— EXCERPT PROVIDED —
▶
Sexual masochism disorder is a condition in which someone is sexually aroused by being bound, beaten, or otherwise made to suffer physical pain or humiliation. This desire can cause a significant amount of distress.
Sexual masochism disorder falls under the psychiatric sexual disorders category of paraphilic disorders, which refer to recurrent, intense, sexually arousing fantasies, urges, or behaviors that are distressing or disabling and have the potential to cause harm to oneself or others. Sexual masochism refers to engaging in or frequently fantasizing about being beaten, bound, humiliated, or otherwise made to suffer, resulting in sexual satisfaction. If people with this sexual preference also report psychological or social problems as a result, they may be diagnosed with sexual masochism disorder.
The type of distress that people with this disorder may experience includes severe anxiety, guilt, shame, and obsessive thoughts about engaging in sexual masochism. If a person has a masochistic sexual interest but experiences no distress and is able to meet other personal goals, then they would not be diagnosed as having a disorder.
◀
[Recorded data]
▶
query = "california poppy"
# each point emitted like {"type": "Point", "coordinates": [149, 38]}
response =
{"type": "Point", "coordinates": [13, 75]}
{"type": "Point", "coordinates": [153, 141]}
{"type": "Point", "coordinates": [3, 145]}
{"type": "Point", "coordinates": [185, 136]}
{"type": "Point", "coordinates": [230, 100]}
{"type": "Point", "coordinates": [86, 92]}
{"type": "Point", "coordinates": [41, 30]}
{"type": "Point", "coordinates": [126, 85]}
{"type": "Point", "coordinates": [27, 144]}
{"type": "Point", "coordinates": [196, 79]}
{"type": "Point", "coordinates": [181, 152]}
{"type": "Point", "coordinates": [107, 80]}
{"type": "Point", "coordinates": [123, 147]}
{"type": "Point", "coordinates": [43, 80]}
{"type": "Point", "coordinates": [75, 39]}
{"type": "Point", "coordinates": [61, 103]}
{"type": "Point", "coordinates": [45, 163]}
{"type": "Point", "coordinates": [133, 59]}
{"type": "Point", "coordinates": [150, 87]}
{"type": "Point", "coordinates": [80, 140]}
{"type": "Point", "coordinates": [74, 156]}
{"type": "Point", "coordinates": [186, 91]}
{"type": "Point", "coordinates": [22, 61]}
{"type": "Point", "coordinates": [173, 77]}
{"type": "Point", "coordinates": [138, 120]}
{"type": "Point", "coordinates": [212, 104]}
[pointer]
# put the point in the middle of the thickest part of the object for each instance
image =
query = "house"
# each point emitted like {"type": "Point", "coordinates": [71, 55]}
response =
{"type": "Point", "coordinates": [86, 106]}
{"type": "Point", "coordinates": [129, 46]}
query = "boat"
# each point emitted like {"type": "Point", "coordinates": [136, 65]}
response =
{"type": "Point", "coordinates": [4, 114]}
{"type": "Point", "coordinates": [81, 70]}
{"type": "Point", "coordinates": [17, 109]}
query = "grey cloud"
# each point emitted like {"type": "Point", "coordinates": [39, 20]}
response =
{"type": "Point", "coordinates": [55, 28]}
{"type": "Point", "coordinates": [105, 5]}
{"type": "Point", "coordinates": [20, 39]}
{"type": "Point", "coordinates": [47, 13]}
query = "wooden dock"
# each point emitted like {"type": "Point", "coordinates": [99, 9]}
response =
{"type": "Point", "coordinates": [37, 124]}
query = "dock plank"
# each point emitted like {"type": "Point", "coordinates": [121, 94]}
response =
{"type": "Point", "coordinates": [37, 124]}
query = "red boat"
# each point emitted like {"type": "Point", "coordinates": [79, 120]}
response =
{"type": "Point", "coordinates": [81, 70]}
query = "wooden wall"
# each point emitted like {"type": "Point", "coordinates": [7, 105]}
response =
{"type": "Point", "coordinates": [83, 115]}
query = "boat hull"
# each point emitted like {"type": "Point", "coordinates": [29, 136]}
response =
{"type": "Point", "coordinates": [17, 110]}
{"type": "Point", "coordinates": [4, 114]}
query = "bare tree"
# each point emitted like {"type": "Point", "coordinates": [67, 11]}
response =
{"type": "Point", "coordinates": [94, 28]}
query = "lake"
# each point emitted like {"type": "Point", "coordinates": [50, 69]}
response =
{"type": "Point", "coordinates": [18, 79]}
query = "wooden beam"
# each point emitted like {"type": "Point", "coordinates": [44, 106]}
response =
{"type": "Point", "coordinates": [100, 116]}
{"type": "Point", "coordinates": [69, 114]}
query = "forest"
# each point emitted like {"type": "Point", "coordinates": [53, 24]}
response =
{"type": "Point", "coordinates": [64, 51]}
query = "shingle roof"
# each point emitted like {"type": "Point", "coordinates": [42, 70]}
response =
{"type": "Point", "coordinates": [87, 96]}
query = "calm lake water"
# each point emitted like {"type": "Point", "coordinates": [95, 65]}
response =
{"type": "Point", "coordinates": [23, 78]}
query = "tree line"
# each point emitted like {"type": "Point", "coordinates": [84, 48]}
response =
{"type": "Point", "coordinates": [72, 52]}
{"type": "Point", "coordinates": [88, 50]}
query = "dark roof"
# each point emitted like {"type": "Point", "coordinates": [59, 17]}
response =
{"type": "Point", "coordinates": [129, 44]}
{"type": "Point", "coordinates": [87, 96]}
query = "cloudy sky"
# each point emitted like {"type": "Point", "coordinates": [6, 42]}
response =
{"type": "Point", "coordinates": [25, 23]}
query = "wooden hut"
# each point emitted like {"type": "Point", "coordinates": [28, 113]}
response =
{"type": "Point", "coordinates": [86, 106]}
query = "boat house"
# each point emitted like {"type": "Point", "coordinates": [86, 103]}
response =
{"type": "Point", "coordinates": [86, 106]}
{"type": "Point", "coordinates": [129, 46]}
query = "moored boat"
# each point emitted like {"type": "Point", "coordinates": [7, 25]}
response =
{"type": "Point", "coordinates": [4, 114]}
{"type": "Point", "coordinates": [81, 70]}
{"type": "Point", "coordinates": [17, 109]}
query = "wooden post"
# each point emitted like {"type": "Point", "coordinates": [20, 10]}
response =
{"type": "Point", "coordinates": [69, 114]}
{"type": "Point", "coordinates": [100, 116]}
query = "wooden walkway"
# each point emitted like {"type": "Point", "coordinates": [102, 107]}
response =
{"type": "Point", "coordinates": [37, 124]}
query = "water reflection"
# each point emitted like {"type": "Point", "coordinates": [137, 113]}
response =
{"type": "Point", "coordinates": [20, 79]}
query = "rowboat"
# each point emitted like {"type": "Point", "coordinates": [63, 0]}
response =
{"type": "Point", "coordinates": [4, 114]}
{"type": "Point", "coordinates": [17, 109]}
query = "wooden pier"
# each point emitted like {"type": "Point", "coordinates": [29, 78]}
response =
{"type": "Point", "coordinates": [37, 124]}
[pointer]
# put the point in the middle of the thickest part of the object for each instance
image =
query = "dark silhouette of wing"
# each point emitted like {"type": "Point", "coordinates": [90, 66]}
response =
◀
— TASKS TO PERFORM —
1. For the text on sexual masochism disorder, state whether each statement agrees with it. Answer yes or no and quote the deciding words. (a) Sexual masochism disorder belongs to the category of paraphilic disorders. (b) A person with a masochistic sexual interest who feels no distress and can meet other personal goals would be diagnosed with the disorder. (c) Guilt and shame are among the kinds of distress named.
2. Please proceed with the text on sexual masochism disorder, beginning right after its final sentence.
The recorded lines aren't needed for anything here.

— ANSWERS PROVIDED —
1.
(a) Yes: "Sexual masochism disorder falls under the psychiatric sexual disorders category of paraphilic disorders"
(b) No: "then they would not be diagnosed as having a disorder"
(c) Yes: "severe anxiety, guilt, shame, and obsessive thoughts about engaging in sexual masochism"

2.
One specific type of sexual masochism is called asphyxiophilia, whereby a person receives sexual satisfaction by having their breathing restricted. While some people engage in this practice with partners, others prefer to restrict their breathing while they are alone, and accidental death may happen as a result.
Sexually masochistic behavior is usually evident by early adulthood, and sometimes begins with masochistic or sadistic play during childhood.
To be diagnosed with sexual masochism disorder, a person must experience recurrent and intense sexual arousal from being beaten, humiliated, bound, or experience some other form of suffering. These types of urges, fantasies, or behaviors must be present for at least six months and cause clinically significant troubles or difficulty in social, occupational, or other important areas in life.
There is no universally accepted theory explaining the root of sexual masochism. However, some theories attempt to explain the presence of sexual paraphilias in general. One theory suggests that paraphilias originate because inappropriate sexual fantasies are suppressed, and they become stronger as they are forbidden. When they are finally acted upon, a person is in a state of considerable distress and/or arousal. In the case of sexual masochism, masochistic behavior becomes associated with and inextricably linked to sexual behavior.
Another theory suggests that sadomasochistic behavior is a form of escape. Through acting out fantasies, these people feel new and different. Some theories stem from the psychoanalytic camp. They suggest that childhood trauma (for example, sexual abuse) or significant childhood experiences can manifest in a paraphilic disorder.
Treatment for sexual masochistic disorder typically involves psychotherapy and medication.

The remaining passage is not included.